What is asked - Restate each entry word for word, leaving nothing out.

Task input -
^^^^^^^^^^^^^^^^

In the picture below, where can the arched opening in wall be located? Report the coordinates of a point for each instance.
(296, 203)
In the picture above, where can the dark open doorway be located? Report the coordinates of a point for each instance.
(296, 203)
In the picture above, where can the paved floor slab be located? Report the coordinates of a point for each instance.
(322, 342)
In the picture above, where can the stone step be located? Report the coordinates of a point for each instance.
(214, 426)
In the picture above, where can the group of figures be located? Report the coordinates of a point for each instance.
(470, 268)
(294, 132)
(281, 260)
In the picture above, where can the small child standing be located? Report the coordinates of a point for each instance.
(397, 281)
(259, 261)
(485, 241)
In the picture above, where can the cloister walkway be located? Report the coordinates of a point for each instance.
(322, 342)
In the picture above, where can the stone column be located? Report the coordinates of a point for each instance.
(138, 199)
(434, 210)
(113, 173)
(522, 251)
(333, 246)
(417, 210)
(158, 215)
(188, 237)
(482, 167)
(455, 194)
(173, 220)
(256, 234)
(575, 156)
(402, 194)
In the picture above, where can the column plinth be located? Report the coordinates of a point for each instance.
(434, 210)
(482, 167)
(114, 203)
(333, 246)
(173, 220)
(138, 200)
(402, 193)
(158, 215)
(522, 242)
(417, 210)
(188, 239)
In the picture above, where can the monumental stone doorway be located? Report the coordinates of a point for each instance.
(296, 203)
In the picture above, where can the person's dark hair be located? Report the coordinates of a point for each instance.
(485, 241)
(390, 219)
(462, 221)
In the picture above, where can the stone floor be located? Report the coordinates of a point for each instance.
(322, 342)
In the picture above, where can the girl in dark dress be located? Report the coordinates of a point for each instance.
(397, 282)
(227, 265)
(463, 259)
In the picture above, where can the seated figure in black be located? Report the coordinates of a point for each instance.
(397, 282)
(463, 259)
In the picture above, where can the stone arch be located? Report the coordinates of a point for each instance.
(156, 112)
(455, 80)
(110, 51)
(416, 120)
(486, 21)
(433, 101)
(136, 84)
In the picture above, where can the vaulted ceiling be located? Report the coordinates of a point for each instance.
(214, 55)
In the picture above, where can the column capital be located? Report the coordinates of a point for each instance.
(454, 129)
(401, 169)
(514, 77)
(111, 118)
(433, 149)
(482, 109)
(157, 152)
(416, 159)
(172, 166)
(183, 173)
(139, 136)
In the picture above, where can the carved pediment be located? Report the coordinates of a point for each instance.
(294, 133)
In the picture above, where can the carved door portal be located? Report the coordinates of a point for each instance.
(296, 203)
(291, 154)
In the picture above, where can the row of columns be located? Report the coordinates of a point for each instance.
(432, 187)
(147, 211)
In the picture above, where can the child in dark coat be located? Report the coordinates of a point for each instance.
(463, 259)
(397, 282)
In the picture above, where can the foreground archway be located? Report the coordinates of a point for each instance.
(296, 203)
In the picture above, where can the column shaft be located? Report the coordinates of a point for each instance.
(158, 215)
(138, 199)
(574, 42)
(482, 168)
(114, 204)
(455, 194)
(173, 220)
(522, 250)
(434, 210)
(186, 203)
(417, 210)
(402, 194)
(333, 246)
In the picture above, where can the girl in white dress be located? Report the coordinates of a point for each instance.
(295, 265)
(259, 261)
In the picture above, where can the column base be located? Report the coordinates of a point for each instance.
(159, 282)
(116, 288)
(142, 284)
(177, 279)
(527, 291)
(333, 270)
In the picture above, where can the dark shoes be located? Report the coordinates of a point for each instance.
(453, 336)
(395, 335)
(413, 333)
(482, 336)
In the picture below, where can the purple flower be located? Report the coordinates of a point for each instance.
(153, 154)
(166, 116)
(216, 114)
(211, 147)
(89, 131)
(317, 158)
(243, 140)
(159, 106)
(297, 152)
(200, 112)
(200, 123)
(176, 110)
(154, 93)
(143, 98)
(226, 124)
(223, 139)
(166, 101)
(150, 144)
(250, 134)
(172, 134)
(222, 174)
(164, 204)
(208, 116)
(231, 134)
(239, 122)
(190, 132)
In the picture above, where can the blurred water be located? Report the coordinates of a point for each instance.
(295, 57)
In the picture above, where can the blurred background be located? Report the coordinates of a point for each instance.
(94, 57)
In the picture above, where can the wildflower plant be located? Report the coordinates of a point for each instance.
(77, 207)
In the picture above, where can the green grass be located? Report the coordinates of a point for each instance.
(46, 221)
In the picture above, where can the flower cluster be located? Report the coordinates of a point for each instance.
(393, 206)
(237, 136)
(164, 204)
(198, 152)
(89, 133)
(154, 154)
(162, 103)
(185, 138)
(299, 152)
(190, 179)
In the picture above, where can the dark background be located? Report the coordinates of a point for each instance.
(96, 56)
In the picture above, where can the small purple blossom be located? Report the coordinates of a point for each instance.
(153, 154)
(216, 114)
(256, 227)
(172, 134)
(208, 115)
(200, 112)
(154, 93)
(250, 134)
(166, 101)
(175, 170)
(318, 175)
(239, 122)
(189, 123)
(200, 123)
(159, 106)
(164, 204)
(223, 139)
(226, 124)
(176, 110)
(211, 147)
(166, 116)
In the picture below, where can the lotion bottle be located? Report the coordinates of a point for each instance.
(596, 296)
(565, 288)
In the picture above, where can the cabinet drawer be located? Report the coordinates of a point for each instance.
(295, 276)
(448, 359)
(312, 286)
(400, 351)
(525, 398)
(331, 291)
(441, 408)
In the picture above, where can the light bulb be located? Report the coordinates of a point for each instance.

^^^^^^^^^^^^^^^^

Output for this task -
In the picture below, where can the arched opening in wall be located? Report the coordinates of a point for each instance.
(296, 203)
In the picture above, where can the dark open doorway be located? Report the coordinates of a point for each instance.
(296, 203)
In the picture above, where can the paved floor slab be located? Report the coordinates of a point for each instance.
(322, 342)
In the picture above, where can the stone step be located? Report the coordinates of a point for each instance.
(214, 426)
In the picture above, where can the group of figures be located? Report the coordinates of a point for each instance.
(470, 268)
(294, 132)
(281, 260)
In the picture above, where can the small child standing be located? Report the coordinates of a point for each instance.
(397, 281)
(259, 261)
(485, 241)
In the picture above, where can the cloister walkway be located? Report the coordinates of a point for each instance.
(322, 342)
In the picture above, where can the stone column be located? Report the coordinates of a point for each instance.
(138, 199)
(434, 210)
(113, 173)
(522, 251)
(333, 246)
(417, 210)
(158, 215)
(188, 237)
(482, 167)
(455, 194)
(173, 220)
(256, 234)
(575, 156)
(402, 194)
In the picture above, where can the column plinth be located? Report the coordinates of a point for each instance.
(434, 210)
(482, 167)
(114, 203)
(333, 246)
(173, 220)
(138, 200)
(402, 193)
(158, 215)
(522, 242)
(417, 210)
(188, 239)
In the picture above, where can the monumental stone doorway be located? Report the coordinates of a point for each instance.
(296, 203)
In the picture above, where can the person's dark hair be located? Report the coordinates of a point for each instance.
(485, 241)
(390, 219)
(462, 221)
In the picture above, where can the stone floor be located? Report the coordinates of a point for each instance.
(322, 342)
In the picture above, where can the girl in dark dress be located? Report the coordinates of a point for each instance.
(397, 282)
(227, 265)
(463, 259)
In the picture above, where can the seated figure in black be located? Report the coordinates of a point for each instance.
(397, 282)
(463, 259)
In the picture above, where can the stone arch be located? Report the coordinates of a point for each instance.
(156, 112)
(455, 80)
(110, 51)
(416, 120)
(486, 21)
(433, 101)
(136, 84)
In the picture above, where can the vaulted ceiling be located? Report the coordinates of a point for each instance.
(214, 55)
In the picture above, where can the column capital be located? Report the coordinates of a point for each instance.
(454, 129)
(401, 169)
(514, 77)
(111, 118)
(433, 149)
(482, 109)
(157, 152)
(416, 159)
(172, 166)
(183, 173)
(139, 136)
In the picture above, where can the carved pediment be located? Report the coordinates of a point for each instance.
(294, 133)
In the picture above, where can the carved door portal be located? Report the coordinates of a point for each instance.
(296, 203)
(291, 154)
In the picture above, where can the row of columns be located? Report the coordinates of a point for each instance.
(432, 187)
(147, 211)
In the picture above, where can the child in dark coat be located? Report the coordinates of a point for each instance.
(463, 259)
(397, 282)
In the picture above, where can the foreground archway be located? Report the coordinates of a point for each instance.
(296, 203)
In the picture above, where can the column shaft be located? Report the coordinates of a point for each instance.
(158, 215)
(138, 199)
(574, 42)
(482, 168)
(114, 204)
(455, 194)
(173, 220)
(522, 250)
(434, 210)
(186, 203)
(417, 210)
(402, 194)
(333, 246)
In the picture above, where can the girl in white dress be located? Report the coordinates of a point for each instance.
(295, 265)
(259, 261)
In the picture above, where can the column base be located? Report the coordinates of a point for each instance.
(159, 282)
(116, 288)
(142, 284)
(177, 279)
(527, 291)
(333, 270)
In the picture above, where can the dark shoes be located? Report the coordinates of a point for each instance.
(453, 336)
(395, 335)
(413, 333)
(482, 336)
In the picture below, where can the purple flower be located? Report the coordinates of a point for each instance.
(153, 154)
(166, 116)
(216, 114)
(211, 147)
(89, 131)
(317, 158)
(243, 140)
(159, 106)
(297, 152)
(200, 112)
(200, 123)
(176, 110)
(154, 93)
(143, 98)
(226, 124)
(223, 139)
(166, 101)
(150, 144)
(250, 134)
(172, 134)
(222, 174)
(164, 204)
(208, 116)
(231, 134)
(239, 122)
(190, 132)
In the picture above, where can the blurred water be located? Report the coordinates of a point for each instance.
(295, 57)
In the picture above, where can the blurred background be located? Report the coordinates of a point for each instance.
(94, 57)
In the picture above, where can the wildflower plant be located? Report the coordinates of a point for each instance.
(77, 207)
In the picture above, where can the green grass be located? Report the coordinates of a point for each instance.
(46, 221)
In the picture above, where can the flower cluster be located? Report the coordinates of a point for each instance.
(393, 206)
(237, 136)
(164, 204)
(198, 152)
(89, 133)
(154, 154)
(162, 103)
(185, 138)
(299, 152)
(190, 179)
In the picture above, where can the dark background be located? Report the coordinates of a point for each instance.
(96, 56)
In the picture above, where can the small purple blossom be located? Report the coordinates of a point for each instance.
(153, 154)
(216, 114)
(256, 227)
(172, 134)
(208, 115)
(200, 112)
(154, 93)
(250, 134)
(166, 101)
(175, 170)
(318, 175)
(239, 122)
(189, 123)
(200, 123)
(159, 106)
(164, 204)
(223, 139)
(226, 124)
(176, 110)
(211, 147)
(166, 116)
In the picture below, where can the lotion bottle be located? Report the coordinates of a point for each instance.
(596, 296)
(565, 288)
In the picture above, where can the cabinet drawer be located? Report the coordinates of a point for each instance.
(295, 276)
(448, 359)
(312, 286)
(400, 351)
(525, 398)
(331, 291)
(441, 408)
In the picture above, where can the light bulb be located? Report the coordinates of a point for each instance.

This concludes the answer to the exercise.